━━ The records ━━
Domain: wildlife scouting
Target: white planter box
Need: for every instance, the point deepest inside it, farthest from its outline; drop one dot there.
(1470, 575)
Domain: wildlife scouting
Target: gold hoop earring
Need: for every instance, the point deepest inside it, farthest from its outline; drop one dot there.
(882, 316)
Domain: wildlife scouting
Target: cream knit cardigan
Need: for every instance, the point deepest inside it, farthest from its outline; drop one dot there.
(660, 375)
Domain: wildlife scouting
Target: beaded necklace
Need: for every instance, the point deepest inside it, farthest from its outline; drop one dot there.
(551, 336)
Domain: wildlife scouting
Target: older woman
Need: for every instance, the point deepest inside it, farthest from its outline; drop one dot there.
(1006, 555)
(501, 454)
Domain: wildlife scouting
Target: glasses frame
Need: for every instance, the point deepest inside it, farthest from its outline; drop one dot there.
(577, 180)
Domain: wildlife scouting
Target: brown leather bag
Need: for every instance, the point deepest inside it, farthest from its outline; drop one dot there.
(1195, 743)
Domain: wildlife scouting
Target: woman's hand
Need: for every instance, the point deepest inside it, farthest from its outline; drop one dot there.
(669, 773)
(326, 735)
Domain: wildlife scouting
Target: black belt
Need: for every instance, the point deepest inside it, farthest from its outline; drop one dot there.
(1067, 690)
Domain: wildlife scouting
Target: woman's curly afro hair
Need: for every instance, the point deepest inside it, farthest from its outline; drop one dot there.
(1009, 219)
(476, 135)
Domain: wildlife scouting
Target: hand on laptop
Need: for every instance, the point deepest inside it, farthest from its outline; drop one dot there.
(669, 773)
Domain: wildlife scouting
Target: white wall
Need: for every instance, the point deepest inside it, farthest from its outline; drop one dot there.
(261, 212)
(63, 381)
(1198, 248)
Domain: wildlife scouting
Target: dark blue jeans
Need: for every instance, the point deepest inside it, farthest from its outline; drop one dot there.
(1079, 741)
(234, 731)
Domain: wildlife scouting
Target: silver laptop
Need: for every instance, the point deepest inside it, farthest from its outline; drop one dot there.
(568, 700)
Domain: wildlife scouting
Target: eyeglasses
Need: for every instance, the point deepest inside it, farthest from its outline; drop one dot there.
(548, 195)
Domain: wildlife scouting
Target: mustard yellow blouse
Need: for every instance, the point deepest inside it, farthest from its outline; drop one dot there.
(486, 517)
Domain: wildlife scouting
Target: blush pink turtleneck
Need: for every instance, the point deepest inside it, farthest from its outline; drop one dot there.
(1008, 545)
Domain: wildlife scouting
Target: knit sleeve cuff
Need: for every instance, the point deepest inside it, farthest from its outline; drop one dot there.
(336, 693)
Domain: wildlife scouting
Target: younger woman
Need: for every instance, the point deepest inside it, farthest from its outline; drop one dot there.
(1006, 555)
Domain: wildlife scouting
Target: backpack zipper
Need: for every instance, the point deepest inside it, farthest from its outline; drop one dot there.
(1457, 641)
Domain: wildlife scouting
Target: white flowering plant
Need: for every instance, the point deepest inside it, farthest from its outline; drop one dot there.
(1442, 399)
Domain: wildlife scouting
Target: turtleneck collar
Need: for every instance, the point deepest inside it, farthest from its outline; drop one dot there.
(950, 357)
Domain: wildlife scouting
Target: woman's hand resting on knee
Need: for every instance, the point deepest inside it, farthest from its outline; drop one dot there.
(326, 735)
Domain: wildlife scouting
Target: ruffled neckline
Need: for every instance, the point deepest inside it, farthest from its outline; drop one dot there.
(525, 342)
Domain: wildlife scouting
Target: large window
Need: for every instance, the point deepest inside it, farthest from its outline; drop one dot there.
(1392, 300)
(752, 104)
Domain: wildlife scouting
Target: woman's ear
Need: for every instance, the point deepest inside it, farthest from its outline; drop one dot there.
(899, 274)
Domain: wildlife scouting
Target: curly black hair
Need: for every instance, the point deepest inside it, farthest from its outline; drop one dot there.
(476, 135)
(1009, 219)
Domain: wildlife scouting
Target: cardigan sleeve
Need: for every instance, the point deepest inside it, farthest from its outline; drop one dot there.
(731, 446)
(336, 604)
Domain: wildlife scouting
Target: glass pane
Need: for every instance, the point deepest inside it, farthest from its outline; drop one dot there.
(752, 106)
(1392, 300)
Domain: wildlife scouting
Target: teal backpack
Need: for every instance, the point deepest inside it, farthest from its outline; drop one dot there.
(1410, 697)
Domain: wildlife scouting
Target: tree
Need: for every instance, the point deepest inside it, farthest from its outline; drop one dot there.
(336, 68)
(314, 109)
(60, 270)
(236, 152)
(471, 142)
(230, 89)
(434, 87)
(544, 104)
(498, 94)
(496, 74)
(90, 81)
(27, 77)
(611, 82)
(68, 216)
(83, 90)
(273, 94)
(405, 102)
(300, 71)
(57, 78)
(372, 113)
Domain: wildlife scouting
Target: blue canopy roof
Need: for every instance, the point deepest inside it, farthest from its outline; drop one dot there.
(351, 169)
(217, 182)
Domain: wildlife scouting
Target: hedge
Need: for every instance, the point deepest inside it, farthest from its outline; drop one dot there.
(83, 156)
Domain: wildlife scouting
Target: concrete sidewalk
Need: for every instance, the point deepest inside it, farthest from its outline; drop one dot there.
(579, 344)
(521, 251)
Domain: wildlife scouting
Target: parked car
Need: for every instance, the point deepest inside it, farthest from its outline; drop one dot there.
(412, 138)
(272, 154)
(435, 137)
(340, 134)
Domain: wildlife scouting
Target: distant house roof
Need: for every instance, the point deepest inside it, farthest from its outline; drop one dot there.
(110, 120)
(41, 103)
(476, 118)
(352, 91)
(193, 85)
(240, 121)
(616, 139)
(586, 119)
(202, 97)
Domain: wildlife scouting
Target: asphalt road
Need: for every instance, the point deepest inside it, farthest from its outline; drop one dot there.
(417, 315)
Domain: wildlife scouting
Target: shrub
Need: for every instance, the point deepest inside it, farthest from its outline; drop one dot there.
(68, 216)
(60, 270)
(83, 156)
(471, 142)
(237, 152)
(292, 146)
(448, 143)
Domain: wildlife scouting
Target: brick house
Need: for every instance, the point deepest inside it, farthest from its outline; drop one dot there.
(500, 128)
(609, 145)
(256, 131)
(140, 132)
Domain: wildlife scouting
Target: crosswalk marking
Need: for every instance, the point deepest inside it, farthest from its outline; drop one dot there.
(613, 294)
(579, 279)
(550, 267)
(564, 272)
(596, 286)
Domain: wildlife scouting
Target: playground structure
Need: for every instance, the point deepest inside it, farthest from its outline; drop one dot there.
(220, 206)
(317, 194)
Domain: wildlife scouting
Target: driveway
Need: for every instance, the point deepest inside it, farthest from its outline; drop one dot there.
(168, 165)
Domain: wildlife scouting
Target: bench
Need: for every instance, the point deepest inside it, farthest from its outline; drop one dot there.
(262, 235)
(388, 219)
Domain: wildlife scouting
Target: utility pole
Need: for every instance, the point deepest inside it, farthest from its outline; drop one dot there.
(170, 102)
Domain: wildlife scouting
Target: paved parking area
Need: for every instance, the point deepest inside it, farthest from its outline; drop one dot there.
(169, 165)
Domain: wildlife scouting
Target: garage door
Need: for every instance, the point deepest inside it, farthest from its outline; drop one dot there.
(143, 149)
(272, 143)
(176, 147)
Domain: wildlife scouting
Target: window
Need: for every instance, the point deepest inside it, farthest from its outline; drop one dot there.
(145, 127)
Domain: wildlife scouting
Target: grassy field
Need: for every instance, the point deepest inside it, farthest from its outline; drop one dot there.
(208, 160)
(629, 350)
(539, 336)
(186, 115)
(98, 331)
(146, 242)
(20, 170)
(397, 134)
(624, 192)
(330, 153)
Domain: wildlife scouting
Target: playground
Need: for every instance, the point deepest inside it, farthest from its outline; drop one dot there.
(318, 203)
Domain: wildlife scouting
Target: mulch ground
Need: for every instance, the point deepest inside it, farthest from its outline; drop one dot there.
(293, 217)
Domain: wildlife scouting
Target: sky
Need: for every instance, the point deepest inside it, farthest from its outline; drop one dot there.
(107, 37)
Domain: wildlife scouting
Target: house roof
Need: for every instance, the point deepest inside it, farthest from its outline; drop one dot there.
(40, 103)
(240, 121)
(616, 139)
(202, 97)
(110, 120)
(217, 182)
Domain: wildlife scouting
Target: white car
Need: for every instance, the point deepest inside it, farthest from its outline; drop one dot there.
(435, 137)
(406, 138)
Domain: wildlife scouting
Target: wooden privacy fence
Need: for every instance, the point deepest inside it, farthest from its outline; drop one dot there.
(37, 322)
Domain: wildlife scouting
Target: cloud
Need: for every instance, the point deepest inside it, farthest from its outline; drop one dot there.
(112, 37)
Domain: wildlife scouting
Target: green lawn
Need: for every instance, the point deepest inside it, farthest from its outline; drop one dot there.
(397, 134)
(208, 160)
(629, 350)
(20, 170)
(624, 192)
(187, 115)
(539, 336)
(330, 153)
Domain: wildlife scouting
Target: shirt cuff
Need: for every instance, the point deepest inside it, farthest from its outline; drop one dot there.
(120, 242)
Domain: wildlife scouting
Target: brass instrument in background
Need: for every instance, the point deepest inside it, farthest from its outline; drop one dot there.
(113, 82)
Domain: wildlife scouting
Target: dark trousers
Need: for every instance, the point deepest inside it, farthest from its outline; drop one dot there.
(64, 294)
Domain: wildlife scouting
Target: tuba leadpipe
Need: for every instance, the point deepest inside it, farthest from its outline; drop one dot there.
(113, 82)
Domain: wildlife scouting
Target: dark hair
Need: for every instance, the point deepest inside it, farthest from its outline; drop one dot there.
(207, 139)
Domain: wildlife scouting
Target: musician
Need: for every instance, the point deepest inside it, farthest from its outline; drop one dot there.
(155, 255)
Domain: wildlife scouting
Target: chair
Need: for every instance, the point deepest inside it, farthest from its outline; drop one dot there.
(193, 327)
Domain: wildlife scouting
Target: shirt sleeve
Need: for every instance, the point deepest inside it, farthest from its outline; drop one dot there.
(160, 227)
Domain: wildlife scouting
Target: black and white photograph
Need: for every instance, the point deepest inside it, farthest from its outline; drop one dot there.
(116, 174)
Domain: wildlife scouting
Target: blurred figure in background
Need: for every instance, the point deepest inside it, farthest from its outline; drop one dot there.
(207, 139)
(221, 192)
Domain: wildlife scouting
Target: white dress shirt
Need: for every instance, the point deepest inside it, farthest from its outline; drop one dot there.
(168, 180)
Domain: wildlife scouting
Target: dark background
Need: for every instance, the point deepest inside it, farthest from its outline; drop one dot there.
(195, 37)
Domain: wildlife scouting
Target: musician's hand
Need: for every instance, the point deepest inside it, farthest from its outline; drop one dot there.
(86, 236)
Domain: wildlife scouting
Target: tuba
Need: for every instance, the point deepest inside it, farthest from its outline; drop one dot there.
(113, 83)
━━━
Your goal> Only the lines above starting at the line that holds "Target: beaded necklace" and ending at the line that holds "Target: woman's curly afro hair" are to be repeated, exactly and in full.

Exercise answer>
Target: beaded necklace
Need: for every instance, the point deepest inside it, farthest from its outline; drop one dot there.
(551, 336)
Domain: wildlife scouting
Target: older woman
Need: for every instance, the point deepest inside it, farthest from its outline; drop one dot there.
(1006, 555)
(501, 454)
Domain: wildlife scouting
Target: glasses frame
Need: for every instance, the point deepest inside it, farthest from its outline; drop one dot there.
(577, 180)
Domain: wildlife scouting
Target: brown leather bag
Need: for every instance, the point deepest inside it, farthest from its outline; drop one dot there.
(1195, 743)
Domain: wildlife scouting
Target: woman's hand
Need: for every instance, the point deepest inside it, farthest from its outline; drop one dot there.
(669, 773)
(326, 735)
Domain: wildlife scouting
Target: black belt
Need: for every instance, the point deepest inside it, farthest from its outline; drop one dot there.
(1067, 690)
Domain: wildlife scouting
Target: woman's curly afro hair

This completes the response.